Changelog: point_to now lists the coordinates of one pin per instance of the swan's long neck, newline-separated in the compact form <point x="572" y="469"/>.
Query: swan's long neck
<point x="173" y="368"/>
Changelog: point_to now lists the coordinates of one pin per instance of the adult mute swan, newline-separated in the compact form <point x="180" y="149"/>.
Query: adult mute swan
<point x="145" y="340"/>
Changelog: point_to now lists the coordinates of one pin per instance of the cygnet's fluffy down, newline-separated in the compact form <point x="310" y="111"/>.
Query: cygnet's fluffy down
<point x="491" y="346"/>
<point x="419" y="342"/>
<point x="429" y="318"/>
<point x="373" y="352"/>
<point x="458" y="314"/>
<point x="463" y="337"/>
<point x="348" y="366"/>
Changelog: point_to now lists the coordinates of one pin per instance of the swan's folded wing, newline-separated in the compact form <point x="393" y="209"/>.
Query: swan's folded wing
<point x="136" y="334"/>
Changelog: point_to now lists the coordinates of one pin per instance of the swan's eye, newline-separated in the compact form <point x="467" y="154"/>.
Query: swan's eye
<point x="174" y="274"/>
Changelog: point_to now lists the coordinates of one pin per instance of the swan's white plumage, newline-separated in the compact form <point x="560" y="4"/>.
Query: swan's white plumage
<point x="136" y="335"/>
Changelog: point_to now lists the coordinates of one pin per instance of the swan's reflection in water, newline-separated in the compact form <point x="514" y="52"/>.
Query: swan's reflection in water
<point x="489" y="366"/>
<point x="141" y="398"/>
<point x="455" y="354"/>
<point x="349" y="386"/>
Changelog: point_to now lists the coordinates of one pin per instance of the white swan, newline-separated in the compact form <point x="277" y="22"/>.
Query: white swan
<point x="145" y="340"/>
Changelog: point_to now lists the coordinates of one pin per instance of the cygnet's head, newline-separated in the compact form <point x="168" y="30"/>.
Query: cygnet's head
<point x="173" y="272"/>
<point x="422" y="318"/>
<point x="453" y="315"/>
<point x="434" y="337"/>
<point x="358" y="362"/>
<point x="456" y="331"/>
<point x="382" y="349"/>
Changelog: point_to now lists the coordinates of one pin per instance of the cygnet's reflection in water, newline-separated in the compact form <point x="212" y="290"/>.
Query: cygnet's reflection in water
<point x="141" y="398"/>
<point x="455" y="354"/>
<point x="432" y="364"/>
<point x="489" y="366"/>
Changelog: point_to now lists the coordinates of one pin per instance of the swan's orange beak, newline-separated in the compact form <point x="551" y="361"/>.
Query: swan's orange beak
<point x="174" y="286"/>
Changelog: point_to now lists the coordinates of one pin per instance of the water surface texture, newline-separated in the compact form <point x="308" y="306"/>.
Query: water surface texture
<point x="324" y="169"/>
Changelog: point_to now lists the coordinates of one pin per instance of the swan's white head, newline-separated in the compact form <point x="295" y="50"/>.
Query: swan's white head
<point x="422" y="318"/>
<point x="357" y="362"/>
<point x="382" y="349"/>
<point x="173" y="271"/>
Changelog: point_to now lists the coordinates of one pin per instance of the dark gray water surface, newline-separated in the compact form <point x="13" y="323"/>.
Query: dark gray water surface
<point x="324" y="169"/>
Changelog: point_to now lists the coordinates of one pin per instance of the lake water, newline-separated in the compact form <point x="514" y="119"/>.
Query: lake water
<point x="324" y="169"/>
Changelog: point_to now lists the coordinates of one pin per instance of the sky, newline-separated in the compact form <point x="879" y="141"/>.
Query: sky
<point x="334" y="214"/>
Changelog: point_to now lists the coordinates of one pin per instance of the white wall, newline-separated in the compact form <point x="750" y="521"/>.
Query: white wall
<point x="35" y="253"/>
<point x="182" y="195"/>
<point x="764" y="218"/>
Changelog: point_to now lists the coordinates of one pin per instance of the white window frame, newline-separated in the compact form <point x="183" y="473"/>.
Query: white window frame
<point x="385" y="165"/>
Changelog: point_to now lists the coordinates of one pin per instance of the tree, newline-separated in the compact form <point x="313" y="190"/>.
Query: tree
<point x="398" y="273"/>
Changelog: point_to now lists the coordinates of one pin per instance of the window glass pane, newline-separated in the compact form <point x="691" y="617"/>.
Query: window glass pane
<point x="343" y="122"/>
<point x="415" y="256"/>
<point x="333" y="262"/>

### [WHAT YOU SHOULD DO]
Give back all the material, with each line exactly as it stands.

### [PROBLEM SOLUTION]
Changelog: point_to now lists the coordinates of one pin per instance of the swan's long neck, newline-separated in the compact form <point x="572" y="469"/>.
Query: swan's long neck
<point x="173" y="368"/>
Changelog: point_to now lists the coordinates of one pin per instance of the adult mute swan, newline-separated in the compact form <point x="180" y="149"/>.
Query: adult mute swan
<point x="145" y="340"/>
Changelog: point_to now lists the coordinates of one pin per instance of the cygnet's fluffy down, newline-separated in the compact form <point x="310" y="111"/>.
Query: cygnet's fluffy down
<point x="491" y="346"/>
<point x="419" y="342"/>
<point x="429" y="318"/>
<point x="373" y="352"/>
<point x="458" y="314"/>
<point x="463" y="337"/>
<point x="348" y="366"/>
Changelog: point_to now lists the coordinates of one pin per instance of the swan's folded wing, newline-separated in the compact form <point x="393" y="209"/>.
Query: swan's folded wing
<point x="136" y="334"/>
Changelog: point_to now lists the coordinates of one pin per instance of the swan's eye, newline-separated in the compact form <point x="467" y="154"/>.
Query: swan's eye
<point x="174" y="274"/>
Changelog: point_to now lists the coordinates of one pin per instance of the swan's white plumage, newline-separated in the compact form <point x="560" y="4"/>.
Query: swan's white plumage
<point x="136" y="335"/>
Changelog: point_to now lists the coordinates of one pin per instance of the swan's reflection in water, newline-separated in the compact form <point x="514" y="52"/>.
Query: swan's reflection in water
<point x="489" y="366"/>
<point x="141" y="398"/>
<point x="455" y="354"/>
<point x="349" y="386"/>
Changelog: point_to now lists the coordinates of one pin per instance of the white swan, newline-separated in the compact form <point x="277" y="22"/>.
Query: white swan
<point x="145" y="340"/>
Changelog: point_to now lists the coordinates of one pin per instance of the cygnet's head, newline-separated in the compact form <point x="168" y="30"/>.
Query: cygnet's head
<point x="173" y="272"/>
<point x="422" y="318"/>
<point x="453" y="315"/>
<point x="434" y="337"/>
<point x="358" y="362"/>
<point x="456" y="331"/>
<point x="382" y="349"/>
Changelog: point_to now lists the coordinates of one pin per instance of the cygnet's reflection in water, newline-separated in the compact form <point x="212" y="290"/>.
Query: cygnet's reflection in water
<point x="141" y="398"/>
<point x="455" y="354"/>
<point x="432" y="364"/>
<point x="489" y="366"/>
Changelog: point_to now lists the coordinates of one pin per instance of the swan's orange beak, newline-separated in the compact form <point x="551" y="361"/>.
Query: swan's orange beak
<point x="174" y="286"/>
Changelog: point_to now lists the coordinates of one pin per instance of the water surface texture, newline-separated in the compact form <point x="308" y="306"/>.
Query: water surface texture
<point x="324" y="169"/>
Changelog: point_to now lists the coordinates of one pin per instance of the swan's white head, newline-separated in the compact form <point x="295" y="50"/>.
Query: swan's white head
<point x="422" y="318"/>
<point x="357" y="362"/>
<point x="382" y="349"/>
<point x="173" y="271"/>
Changelog: point_to now lists the coordinates of one pin per instance of the dark gray water surface, newline-separated in the compact form <point x="13" y="323"/>.
Query: dark gray water surface
<point x="324" y="169"/>
Changelog: point_to now lists the coordinates of one pin per instance of the lake water, newline-separated in the compact form <point x="514" y="119"/>.
Query: lake water
<point x="324" y="169"/>
Changelog: point_to now lists the coordinates of one pin per instance of the sky, newline-separated in the compact form <point x="879" y="141"/>.
Query: sky
<point x="334" y="214"/>
Changelog: point_to now lists the coordinates of one pin per instance of the white wall, newline-separated in the compact form <point x="750" y="521"/>.
Query: white wall
<point x="35" y="253"/>
<point x="182" y="195"/>
<point x="764" y="218"/>
Changelog: point_to now lists the coordinates of one pin per instance of the white window frame, newline-separated in the compact form <point x="183" y="473"/>.
Query: white window frame
<point x="385" y="165"/>
Changelog: point_to now lists the coordinates of one pin per instance of the tree, newline-separated in the compact form <point x="313" y="190"/>.
Query: tree
<point x="398" y="273"/>
Changelog: point_to now lists the coordinates of one pin per instance of the window glass pane, newline-separated in the compact form <point x="691" y="617"/>.
Query: window glass pane
<point x="343" y="122"/>
<point x="415" y="256"/>
<point x="333" y="262"/>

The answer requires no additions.